YOUR OBJECTIVE
Render every line of the rows below as a JSON list of strings, one string per line, with blank lines omitted.

Stored items from a collection:
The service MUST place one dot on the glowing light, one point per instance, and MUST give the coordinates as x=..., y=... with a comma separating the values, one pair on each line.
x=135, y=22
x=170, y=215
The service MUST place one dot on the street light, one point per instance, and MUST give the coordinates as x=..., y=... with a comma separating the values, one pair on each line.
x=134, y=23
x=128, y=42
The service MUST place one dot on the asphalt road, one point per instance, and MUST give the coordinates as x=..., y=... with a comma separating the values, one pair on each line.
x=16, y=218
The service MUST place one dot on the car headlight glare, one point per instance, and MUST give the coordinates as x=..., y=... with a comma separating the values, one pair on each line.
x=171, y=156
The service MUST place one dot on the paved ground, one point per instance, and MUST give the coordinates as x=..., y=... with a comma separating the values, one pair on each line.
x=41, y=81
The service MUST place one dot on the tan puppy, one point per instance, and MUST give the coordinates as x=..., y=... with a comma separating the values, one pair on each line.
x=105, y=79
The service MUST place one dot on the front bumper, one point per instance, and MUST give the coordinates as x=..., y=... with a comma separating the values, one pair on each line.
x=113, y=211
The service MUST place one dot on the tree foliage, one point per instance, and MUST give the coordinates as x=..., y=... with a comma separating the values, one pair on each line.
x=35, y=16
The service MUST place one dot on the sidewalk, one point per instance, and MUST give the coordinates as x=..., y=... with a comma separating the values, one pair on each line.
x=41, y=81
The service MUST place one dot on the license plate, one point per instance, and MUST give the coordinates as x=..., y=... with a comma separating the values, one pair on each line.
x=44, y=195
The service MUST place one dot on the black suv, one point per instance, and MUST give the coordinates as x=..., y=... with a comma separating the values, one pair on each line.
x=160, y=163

COMPLETE RESPONSE
[
  "The service MUST place one dot on the glowing light, one point per instance, and MUST give the coordinates as x=..., y=... with a comma separating the values, one pair on each line.",
  "x=135, y=22",
  "x=170, y=215",
  "The service MUST place one dot on the street light, one point per instance, and MUST give the coordinates as x=..., y=... with a comma separating the values, one pair on each line.",
  "x=134, y=23",
  "x=128, y=42",
  "The service MUST place one dot on the asphalt road, one point per instance, and MUST give the coordinates as x=..., y=... with a comma separating the values, one pair on each line.",
  "x=16, y=218",
  "The service MUST place one dot on the car headlight glare, one point per instance, and MUST give the coordinates as x=..., y=... with a comma separating the values, one pair on each line.",
  "x=171, y=156",
  "The service MUST place one dot on the paved ground, one point per instance, and MUST give the coordinates as x=..., y=... with a comma separating the values, one pair on each line.",
  "x=41, y=81",
  "The service MUST place one dot on the tan puppy, one point per instance, and MUST give the coordinates as x=..., y=... with a comma separating the values, one pair on each line.",
  "x=105, y=79",
  "The service MUST place one dot on the front bumper, one point per instance, and MUST give the coordinates as x=..., y=... with a comma separating the values, one pair on each line.",
  "x=113, y=211",
  "The service MUST place one dot on the tree foliage, one point per instance, and MUST give the coordinates as x=..., y=... with a comma separating the values, one pair on each line.",
  "x=35, y=16",
  "The service MUST place one dot on the sidewalk, one point per instance, and MUST give the coordinates as x=..., y=... with a comma separating the values, one pair on each line.",
  "x=41, y=81",
  "The service MUST place one dot on the license plate, one point per instance, and MUST give the coordinates as x=..., y=... with a comma separating the values, one pair on each line.",
  "x=44, y=195",
  "The service MUST place one dot on the black suv, one point per instance, and MUST give the coordinates as x=..., y=... with a comma separating the values, one pair on each line.",
  "x=160, y=163"
]